What you need to do: Where a line below holds the string "badge", that line goes into the answer.

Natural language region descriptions
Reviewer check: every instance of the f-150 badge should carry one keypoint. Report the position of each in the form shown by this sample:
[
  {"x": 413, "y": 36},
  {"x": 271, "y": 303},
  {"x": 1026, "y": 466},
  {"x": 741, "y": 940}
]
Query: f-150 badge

Written reply:
Reviewer check: every instance of the f-150 badge should carry one keypoint. Report the position of each in the form shown by this sample:
Query: f-150 badge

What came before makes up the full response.